SUPPLIED INFORMATION:
-- Begin --

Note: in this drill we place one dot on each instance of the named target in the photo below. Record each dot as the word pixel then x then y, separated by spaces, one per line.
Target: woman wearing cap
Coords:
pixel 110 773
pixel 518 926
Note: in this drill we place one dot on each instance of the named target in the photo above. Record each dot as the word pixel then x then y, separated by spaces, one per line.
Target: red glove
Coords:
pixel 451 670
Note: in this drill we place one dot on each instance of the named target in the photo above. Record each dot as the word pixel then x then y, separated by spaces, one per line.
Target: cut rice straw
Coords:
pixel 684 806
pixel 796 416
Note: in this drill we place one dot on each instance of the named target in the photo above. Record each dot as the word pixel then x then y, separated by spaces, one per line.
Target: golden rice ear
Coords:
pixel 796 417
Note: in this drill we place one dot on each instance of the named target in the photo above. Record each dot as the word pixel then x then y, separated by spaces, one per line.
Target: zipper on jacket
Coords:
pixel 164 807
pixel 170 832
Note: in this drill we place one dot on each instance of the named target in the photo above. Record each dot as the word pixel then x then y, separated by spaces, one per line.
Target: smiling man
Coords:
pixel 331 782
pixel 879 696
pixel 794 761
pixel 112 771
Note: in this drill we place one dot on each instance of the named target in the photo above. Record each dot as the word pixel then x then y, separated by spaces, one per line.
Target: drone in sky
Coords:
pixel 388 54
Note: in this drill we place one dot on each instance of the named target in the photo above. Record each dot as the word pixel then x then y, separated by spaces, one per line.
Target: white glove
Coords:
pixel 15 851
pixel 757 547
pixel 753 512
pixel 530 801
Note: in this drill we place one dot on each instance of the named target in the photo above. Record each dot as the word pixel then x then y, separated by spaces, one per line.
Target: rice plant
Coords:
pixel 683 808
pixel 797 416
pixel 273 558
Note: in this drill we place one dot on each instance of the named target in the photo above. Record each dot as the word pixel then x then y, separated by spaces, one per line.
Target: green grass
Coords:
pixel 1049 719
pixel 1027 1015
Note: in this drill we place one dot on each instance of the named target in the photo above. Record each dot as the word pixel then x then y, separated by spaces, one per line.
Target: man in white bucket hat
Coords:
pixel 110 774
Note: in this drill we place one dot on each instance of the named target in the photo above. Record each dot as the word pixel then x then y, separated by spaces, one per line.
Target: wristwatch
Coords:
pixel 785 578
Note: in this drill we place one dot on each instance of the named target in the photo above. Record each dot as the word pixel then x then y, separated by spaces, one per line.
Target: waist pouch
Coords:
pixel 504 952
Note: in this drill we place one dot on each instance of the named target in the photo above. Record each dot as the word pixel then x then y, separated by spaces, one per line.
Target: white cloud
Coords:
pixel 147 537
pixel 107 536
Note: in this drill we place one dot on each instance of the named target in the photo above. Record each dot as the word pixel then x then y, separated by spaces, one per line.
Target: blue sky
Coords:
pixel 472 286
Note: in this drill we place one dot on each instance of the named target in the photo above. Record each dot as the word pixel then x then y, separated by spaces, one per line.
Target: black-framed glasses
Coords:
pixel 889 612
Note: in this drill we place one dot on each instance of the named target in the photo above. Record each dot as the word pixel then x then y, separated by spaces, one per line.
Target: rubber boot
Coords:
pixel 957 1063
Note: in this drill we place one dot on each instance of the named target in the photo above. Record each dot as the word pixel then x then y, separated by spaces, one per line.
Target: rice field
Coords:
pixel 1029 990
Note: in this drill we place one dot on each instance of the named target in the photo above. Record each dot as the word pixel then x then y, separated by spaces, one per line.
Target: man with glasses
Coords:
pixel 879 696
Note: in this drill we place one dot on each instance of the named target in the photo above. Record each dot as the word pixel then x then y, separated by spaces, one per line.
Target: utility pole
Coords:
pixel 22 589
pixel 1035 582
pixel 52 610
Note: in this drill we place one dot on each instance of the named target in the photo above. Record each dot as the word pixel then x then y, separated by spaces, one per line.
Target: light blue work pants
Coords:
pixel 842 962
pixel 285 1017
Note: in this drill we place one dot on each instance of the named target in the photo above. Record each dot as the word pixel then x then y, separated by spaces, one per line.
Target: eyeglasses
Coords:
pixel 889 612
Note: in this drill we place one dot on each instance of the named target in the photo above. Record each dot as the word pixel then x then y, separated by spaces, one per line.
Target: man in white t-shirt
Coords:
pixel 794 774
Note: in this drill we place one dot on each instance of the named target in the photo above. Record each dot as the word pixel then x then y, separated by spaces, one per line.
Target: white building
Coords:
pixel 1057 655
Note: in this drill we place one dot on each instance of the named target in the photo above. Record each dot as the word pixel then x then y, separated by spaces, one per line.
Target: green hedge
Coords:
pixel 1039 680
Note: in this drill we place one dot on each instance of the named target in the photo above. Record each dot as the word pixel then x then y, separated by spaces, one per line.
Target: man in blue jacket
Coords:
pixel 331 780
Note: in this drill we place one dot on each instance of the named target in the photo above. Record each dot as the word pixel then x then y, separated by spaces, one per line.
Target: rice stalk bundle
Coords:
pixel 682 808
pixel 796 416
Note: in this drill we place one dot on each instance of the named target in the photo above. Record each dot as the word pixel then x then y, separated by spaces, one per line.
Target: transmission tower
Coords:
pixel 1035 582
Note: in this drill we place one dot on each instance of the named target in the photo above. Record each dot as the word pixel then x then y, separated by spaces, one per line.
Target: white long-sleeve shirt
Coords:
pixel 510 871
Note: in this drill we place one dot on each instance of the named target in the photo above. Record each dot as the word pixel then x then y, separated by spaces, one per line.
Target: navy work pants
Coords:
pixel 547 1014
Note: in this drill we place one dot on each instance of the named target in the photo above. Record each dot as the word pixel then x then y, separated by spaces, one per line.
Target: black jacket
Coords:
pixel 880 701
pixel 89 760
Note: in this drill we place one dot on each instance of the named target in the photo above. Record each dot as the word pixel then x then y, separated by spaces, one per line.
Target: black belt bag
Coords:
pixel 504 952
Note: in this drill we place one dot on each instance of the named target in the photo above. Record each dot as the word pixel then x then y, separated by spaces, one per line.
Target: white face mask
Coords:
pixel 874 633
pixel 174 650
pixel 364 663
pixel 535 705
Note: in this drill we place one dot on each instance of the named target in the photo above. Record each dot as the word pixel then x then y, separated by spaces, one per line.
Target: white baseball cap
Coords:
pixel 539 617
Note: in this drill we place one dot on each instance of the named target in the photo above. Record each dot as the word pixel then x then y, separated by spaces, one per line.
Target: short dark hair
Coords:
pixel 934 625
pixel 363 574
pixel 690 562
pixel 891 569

-- End --

INSTRUCTIONS TO FOLLOW: Give the listing above again with every "Coords" changed to "Points" and nothing else altered.

SOLUTION TO THIS EXERCISE:
Note: in this drill we place one dot on each instance of the named target in the photo below. Record each dot as the word pixel then x then y, separated by spaces, one per line.
Target: woman wearing cap
Points:
pixel 110 773
pixel 518 926
Note: in this drill we place one dot on each instance of the named target in the photo above. Record each dot as the word pixel then x then y, separated by spaces, one per line.
Target: red glove
Points:
pixel 451 670
Note: in this drill we place one dot on each instance of the named target in the photo above. Record each dot as the word pixel then x then y, separated by spaces, one per line.
Target: cut rice straw
Points:
pixel 684 806
pixel 796 416
Note: in this drill we place one dot on each instance of the named target in the photo above. Record each dot as the word pixel then x then y, separated by spaces, one per line.
Target: golden rice ear
Points:
pixel 796 417
Note: in this drill we place one dot on each instance of the named target in the photo above. Record each dot as the word pixel then x then y, separated by spaces, one per line.
Target: zipper on jacket
Points:
pixel 164 807
pixel 170 832
Note: in this drill we place one dot on each instance of the named target in the photo above. Record each dot as the word pixel then x then y, separated by spaces, one per line.
Target: smiling man
Points:
pixel 331 782
pixel 879 696
pixel 794 761
pixel 112 771
Note: in this drill we place one dot on each instance of the named target in the photo above. Record each dot as the word pixel then x then y, separated by spaces, one per line.
Target: drone in sky
Points:
pixel 388 54
Note: in this drill we place one dot on each instance of the named target in the photo above. Record each dot as the word pixel then x then y, separated by spaces, one per line.
Target: white glove
Points:
pixel 15 851
pixel 757 547
pixel 753 512
pixel 530 801
Note: in this drill we place one dot on each instance of the named target in the photo above. Record each dot as the word pixel then x then y, separated by spaces, one per line.
Target: rice plant
Points:
pixel 683 808
pixel 797 416
pixel 273 558
Note: in this drill we place one dot on each instance of the named target in the photo above. Record each dot as the word pixel then x then y, separated by spaces, one per line.
Target: green grass
Points:
pixel 1049 719
pixel 1027 1015
Note: in this drill we place one dot on each instance of the named target in the photo above. Record each dot as the word pixel then x then y, separated by spaces, one per line.
Target: man in white bucket hat
Points:
pixel 110 774
Note: in this drill we place one dot on each instance of the named target in the photo above. Record each dot as the word pixel then x then y, separated by spaces, one per line.
Target: wristwatch
Points:
pixel 785 578
Note: in this drill we place one dot on each instance of the named target in the photo above. Record each dot as the word pixel then x then y, separated by spaces, one per line.
Target: waist pouch
Points:
pixel 504 952
Note: in this drill we place one dot on each instance of the named target in the photo above. Record each dot as the word pixel then x then y, separated by spaces, one per line.
Target: white cloud
Points:
pixel 147 537
pixel 107 536
Note: in this drill we place one dot on each instance of the named target in the photo above. Record each dot as the word pixel then x then y, separated by spaces, one per line.
Target: blue sky
Points:
pixel 472 286
Note: in this drill we place one dot on each instance of the named target in the photo above. Record each dot as the word pixel then x then y, separated by spaces, one per line.
Target: black-framed glasses
Points:
pixel 889 612
Note: in this drill we place one dot on each instance of the named target in the photo above. Record each dot as the word pixel then x then y, separated by spaces, one per line.
Target: rubber boot
Points:
pixel 957 1063
Note: in this drill we place one dot on each instance of the named target in the photo above. Record each dot as the word pixel then x then y, separated by spaces, one per line.
Target: rice field
Points:
pixel 1029 990
Note: in this drill we place one dot on each instance of the named target in the photo above. Record each dot as the word pixel then x then y, separated by spaces, one per line.
Target: man with glasses
Points:
pixel 879 696
Note: in this drill we place one dot on each instance of the named target in the photo above. Record each dot as the word pixel then x then y, separated by spaces, one per line.
Target: utility pole
Points:
pixel 22 589
pixel 1035 582
pixel 52 610
Note: in this drill we place one dot on each instance of the named target in the photo above. Record each dot as the word pixel then x then y, separated by spaces, one per line.
Target: light blue work pants
Points:
pixel 842 962
pixel 285 1017
Note: in this drill we place one dot on each instance of the named target in the photo above. Record each dot as the word pixel then x then y, separated by spaces, one per line.
Target: eyeglasses
Points:
pixel 889 612
Note: in this drill we place one dot on each instance of the named target in the photo above. Record each dot as the word pixel then x then y, separated by spaces, one per line.
Target: man in white t-shirt
Points:
pixel 794 774
Note: in this drill we place one dot on each instance of the named target in the photo above. Record each dot as the word pixel then x then y, separated by spaces, one per line.
Target: white building
Points:
pixel 1057 655
Note: in this drill we place one dot on each instance of the named target in the photo above. Record each dot as the word pixel then x then y, separated by spaces, one per line.
Target: green hedge
Points:
pixel 1039 680
Note: in this drill we place one dot on each instance of the named target in the photo above. Record each dot as the word pixel then x then y, separated by spaces, one per line.
Target: man in blue jacket
Points:
pixel 331 780
Note: in this drill we place one dot on each instance of the named target in the photo above. Record each dot as the word pixel then x then y, separated by spaces, one per line.
Target: rice stalk bundle
Points:
pixel 682 808
pixel 796 416
Note: in this drill we place one dot on each instance of the named target in the photo above. Record each dot as the word pixel then x then y, separated by spaces, one per line.
Target: transmission tower
Points:
pixel 1035 582
Note: in this drill we place one dot on each instance of the named target in the photo above. Record each dot as the word pixel then x then y, separated by spaces, one per line.
Target: white long-sleeve shirt
Points:
pixel 510 871
Note: in this drill we place one dot on each instance of the named target in the photo above. Record each dot as the word pixel then x then y, separated by spaces, one per line.
Target: navy work pants
Points:
pixel 547 1014
Note: in this drill we place one dot on each instance of the named target in the photo above. Record each dot as the word pixel then x then y, separated by spaces, one per line.
Target: black jacket
Points:
pixel 880 701
pixel 89 760
Note: in this drill we place one dot on each instance of the named target in the photo above. Record each dot as the word pixel then x then y, separated by spaces, one per line.
Target: black belt bag
Points:
pixel 504 952
Note: in this drill we place one dot on each instance of the named target in the photo above. Record each dot as the word pixel then x then y, separated by spaces, one per line.
Target: white face mask
Points:
pixel 874 633
pixel 174 650
pixel 364 663
pixel 535 705
Note: in this drill we place one dot on each instance of the named target in the photo above. Record each dot as the word pixel then x then y, separated by spaces, one per line.
Target: white baseball cap
Points:
pixel 539 617
Note: in this drill we place one dot on each instance of the named target in the photo above. Record each dot as the word pixel then x then y, separated by spaces, one per line.
Target: short dark hair
Points:
pixel 934 625
pixel 363 574
pixel 690 562
pixel 891 569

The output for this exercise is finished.